Saved entries
§

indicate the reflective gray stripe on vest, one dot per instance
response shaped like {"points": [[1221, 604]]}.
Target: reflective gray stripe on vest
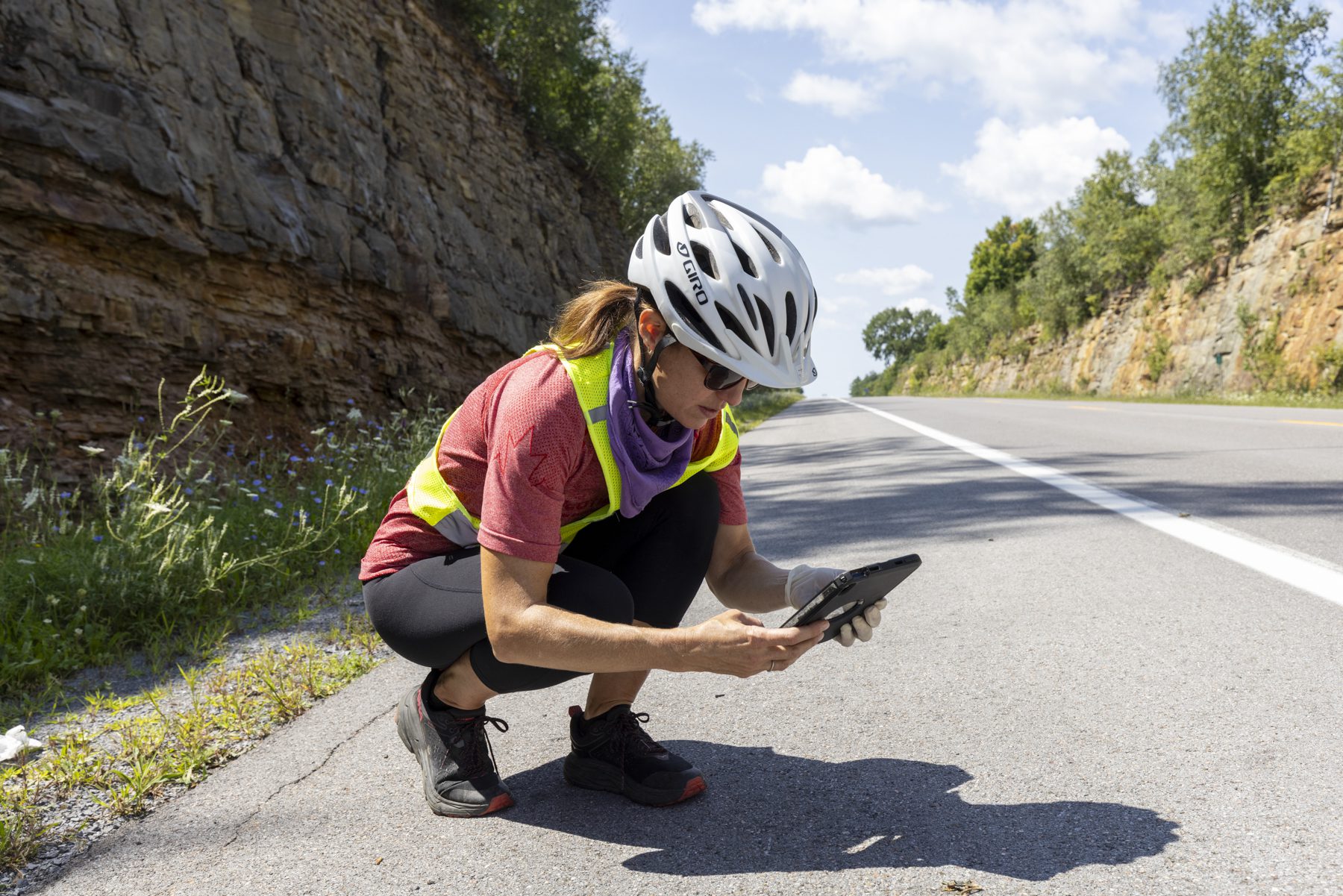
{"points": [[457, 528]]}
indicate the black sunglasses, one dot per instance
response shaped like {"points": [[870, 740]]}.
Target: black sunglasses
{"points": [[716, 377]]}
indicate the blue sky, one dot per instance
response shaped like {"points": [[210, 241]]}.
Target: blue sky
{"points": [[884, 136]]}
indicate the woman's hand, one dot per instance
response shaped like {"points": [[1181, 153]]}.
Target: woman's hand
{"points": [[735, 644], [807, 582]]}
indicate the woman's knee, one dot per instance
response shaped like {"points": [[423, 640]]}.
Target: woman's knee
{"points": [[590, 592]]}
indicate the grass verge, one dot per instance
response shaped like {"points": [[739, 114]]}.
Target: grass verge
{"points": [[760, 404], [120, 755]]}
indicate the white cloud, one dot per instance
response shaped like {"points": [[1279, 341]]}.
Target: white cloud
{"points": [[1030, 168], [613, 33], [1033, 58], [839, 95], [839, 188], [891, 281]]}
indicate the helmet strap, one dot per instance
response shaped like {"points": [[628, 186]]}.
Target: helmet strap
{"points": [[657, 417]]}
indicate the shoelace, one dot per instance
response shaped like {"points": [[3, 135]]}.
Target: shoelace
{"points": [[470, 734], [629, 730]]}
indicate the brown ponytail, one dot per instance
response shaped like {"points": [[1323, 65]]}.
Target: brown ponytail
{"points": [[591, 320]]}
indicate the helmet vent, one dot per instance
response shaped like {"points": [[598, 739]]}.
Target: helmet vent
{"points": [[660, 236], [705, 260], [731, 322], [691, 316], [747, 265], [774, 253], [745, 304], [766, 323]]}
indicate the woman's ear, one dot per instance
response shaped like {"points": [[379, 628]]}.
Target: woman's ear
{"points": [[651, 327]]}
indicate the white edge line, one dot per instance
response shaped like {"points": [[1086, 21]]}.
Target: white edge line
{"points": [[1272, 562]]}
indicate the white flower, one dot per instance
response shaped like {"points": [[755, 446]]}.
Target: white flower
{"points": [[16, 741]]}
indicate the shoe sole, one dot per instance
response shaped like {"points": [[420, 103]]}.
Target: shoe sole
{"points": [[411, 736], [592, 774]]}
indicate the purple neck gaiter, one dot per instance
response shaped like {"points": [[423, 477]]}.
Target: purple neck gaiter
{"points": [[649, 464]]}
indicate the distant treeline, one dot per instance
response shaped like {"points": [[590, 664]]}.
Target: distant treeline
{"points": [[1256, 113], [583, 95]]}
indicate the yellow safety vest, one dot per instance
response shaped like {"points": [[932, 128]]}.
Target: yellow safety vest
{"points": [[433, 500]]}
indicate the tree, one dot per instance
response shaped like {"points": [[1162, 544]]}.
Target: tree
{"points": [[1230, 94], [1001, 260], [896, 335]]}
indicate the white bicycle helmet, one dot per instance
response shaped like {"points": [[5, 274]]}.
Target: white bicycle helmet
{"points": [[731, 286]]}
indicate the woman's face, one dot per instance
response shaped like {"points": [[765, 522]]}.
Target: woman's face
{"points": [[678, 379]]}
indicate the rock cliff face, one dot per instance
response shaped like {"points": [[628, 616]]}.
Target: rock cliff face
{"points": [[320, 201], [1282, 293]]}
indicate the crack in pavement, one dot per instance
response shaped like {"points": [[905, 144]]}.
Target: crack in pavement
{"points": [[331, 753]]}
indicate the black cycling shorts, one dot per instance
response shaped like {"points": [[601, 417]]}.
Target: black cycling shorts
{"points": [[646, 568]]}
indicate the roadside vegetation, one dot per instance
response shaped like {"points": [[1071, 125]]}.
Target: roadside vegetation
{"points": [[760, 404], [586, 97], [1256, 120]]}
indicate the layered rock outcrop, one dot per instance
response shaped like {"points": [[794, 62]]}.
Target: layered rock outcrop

§

What you are asked to do. Set down every record above exactly as it stands, but skip the pictures.

Written solution.
indicate the reflective gray stripe on vest, one dot per instance
response shaped like {"points": [[1221, 604]]}.
Target: reflective gray stripe on vest
{"points": [[457, 528]]}
indicate the black sunglasses, one dot per instance
response shaped like {"points": [[870, 740]]}.
Target: black sunglasses
{"points": [[716, 377]]}
indicate the blue sky, one dot per instance
response shaped like {"points": [[210, 241]]}.
Target: blue sky
{"points": [[884, 136]]}
indicate the woman's hand, one dot per instance
response shaped like {"points": [[1181, 153]]}.
Target: woman's hand
{"points": [[735, 644], [807, 582]]}
indicate the woman's knee, one dot per instance
response shaped like {"points": [[423, 640]]}.
Target: woman's knee
{"points": [[590, 592]]}
indicate the grass verge, one dot per instance
response shaped like {"points": [[739, 114]]}.
Target: grass verge
{"points": [[760, 404], [120, 755]]}
indicate the white cloud, one dot per instance
response shaped like {"points": [[1279, 341]]}.
Target: white cloud
{"points": [[1030, 168], [613, 33], [1033, 58], [839, 95], [839, 188], [891, 281]]}
indicate the helmet strap, one dot per instance
response shaped like {"points": [[628, 186]]}.
Target: helmet strap
{"points": [[657, 417]]}
indicate the shoelace, one dot per instance
response shaped like {"points": [[3, 135]]}.
Target: shoelace
{"points": [[470, 734], [629, 730]]}
indicate the brown ponytail, one dot per instance
response shaped like {"points": [[1323, 65]]}.
Target: brown ponytail
{"points": [[591, 320]]}
indicate the helmet vent, one dot per instance
response shaped like {"points": [[598, 739]]}.
Target: helmet vent
{"points": [[660, 236], [705, 260], [731, 322], [691, 316], [747, 265], [774, 253], [745, 304], [766, 323]]}
indicate the woman's ear, one dot per instance
response shaped like {"points": [[379, 628]]}.
Target: woman's ear
{"points": [[651, 327]]}
indicate the white edge line, one dot per instance
response shaped like {"points": [[1086, 21]]}.
Target: white edge line
{"points": [[1272, 562]]}
indicate the white flower, one dot per instance
response shaped like {"points": [[755, 446]]}.
Target: white flower
{"points": [[16, 741]]}
indicate the shoe sole, one dot per instance
response shaped like {"points": [[420, 103]]}.
Target: shoe sole
{"points": [[411, 736], [592, 774]]}
indicate the purple neck gaiter, one dot per instance
response shaped like {"points": [[423, 477]]}.
Target: purple neck gaiter
{"points": [[649, 464]]}
indicate the distant treeline, one dot per instance
response shaped like {"points": [[590, 664]]}.
Target: distant treeline
{"points": [[1256, 113], [583, 95]]}
indicate the yellow safety vest, one dot per instance
response shaped like {"points": [[932, 128]]}.
Target: yellow safety vest
{"points": [[433, 500]]}
indicate the tree, one dot per instance
response shaped like {"points": [[1162, 544]]}.
Target: tree
{"points": [[1230, 94], [1001, 260], [896, 335]]}
indicate the white bicycle helmet, one dot per instance
response shaped like {"points": [[5, 274]]}.
Target: white bicycle helmet
{"points": [[731, 286]]}
indicate the woman's face, one dot per instance
response shaped like {"points": [[765, 522]]}.
Target: woman's face
{"points": [[678, 379]]}
indicate the rock cliff face, one dot per instance
response shaped like {"points": [[628, 616]]}.
Target: rock cliff face
{"points": [[320, 201], [1282, 293]]}
indicate the crack in pavement, one dot per instance
response shaped like {"points": [[905, 144]]}.
Target: crack in pavement
{"points": [[331, 753]]}
indicate the black cycling shorts, one dot per instance
response shaped like {"points": [[601, 417]]}.
Target: black cycling shorts
{"points": [[646, 568]]}
indicate the roadside vegetation, one dot per instance
response shaped like {"points": [[1071, 125]]}.
Target: roadside vegetation
{"points": [[760, 404], [586, 97], [1256, 120]]}
indicate the layered rock outcrop, one dot per instance
response shaped like {"points": [[794, 62]]}.
Target: layered rock outcrop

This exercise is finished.